--- start of Data lines ---
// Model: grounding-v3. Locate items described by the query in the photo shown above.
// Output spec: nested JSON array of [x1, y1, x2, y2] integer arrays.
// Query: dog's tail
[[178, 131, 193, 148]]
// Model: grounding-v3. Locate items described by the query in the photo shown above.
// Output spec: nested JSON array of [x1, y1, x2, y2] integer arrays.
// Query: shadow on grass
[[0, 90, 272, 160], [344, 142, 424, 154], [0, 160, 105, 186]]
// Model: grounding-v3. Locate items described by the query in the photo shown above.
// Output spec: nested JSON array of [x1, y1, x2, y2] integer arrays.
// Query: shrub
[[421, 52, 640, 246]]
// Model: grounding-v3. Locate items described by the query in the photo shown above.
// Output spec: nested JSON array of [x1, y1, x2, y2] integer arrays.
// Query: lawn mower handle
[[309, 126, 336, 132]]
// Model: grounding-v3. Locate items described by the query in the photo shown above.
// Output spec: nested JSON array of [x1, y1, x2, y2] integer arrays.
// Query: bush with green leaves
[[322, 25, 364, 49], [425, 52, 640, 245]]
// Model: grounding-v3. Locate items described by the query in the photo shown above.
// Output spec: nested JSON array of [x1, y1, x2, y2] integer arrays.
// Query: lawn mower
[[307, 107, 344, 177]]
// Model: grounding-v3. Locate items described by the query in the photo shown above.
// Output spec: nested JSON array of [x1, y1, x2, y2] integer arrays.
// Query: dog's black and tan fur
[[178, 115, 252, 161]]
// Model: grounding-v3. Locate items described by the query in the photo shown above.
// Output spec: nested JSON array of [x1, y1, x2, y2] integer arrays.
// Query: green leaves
--- end of Data lines ---
What you will do -
Put every line of the records above into a numbered list, leaving out any blank lines.

Written solution -
1. // Model: grounding-v3. Locate items described by the query in the photo shown above.
2. // Output spec: nested JSON array of [x1, y1, x2, y2] integer arrays.
3. // Query: dog's tail
4. [[178, 131, 193, 148]]
5. // Model: grounding-v3. Locate items described by the query in the photo shown above.
6. // Output spec: nested JSON array of [x1, y1, x2, y2] integer arrays.
7. // Query: shadow on grass
8. [[0, 90, 272, 160], [344, 142, 424, 154], [0, 160, 105, 186]]
9. // Model: grounding-v3. Locate items described by the query in the photo shown above.
10. // Output spec: nested JSON array of [x1, y1, x2, y2] integer arrays.
11. // Query: shrub
12. [[421, 52, 640, 246]]
13. // Model: grounding-v3. Locate items described by the query in the photo shown above.
14. // Output spec: nested JSON array of [x1, y1, x2, y2] integer arrays.
15. // Query: lawn mower handle
16. [[309, 126, 336, 132]]
17. // Model: grounding-v3. Locate items described by the query in the photo shown above.
18. // Output spec: nested JSON array of [x1, y1, x2, y2] integer arrays.
19. // Query: bush with green leaves
20. [[322, 25, 364, 49], [425, 52, 640, 245]]
21. // Model: grounding-v3. Locate items described by the query in the photo shown above.
22. // Output spec: nested JSON array of [x1, y1, x2, y2] integer arrays.
23. // Query: lawn mower
24. [[307, 107, 344, 177]]
25. // Model: grounding-v3. Locate items described by the query in the photo shown above.
26. // Output spec: nested JSON array of [x1, y1, x2, y2] integer arrays.
27. // Query: dog's black and tan fur
28. [[178, 115, 252, 161]]
29. // Model: grounding-v3. Locate items described by the query in the photo shown above.
30. // Output spec: nested JSON array of [x1, y1, x2, y2] integer arrays.
31. // Query: green leaves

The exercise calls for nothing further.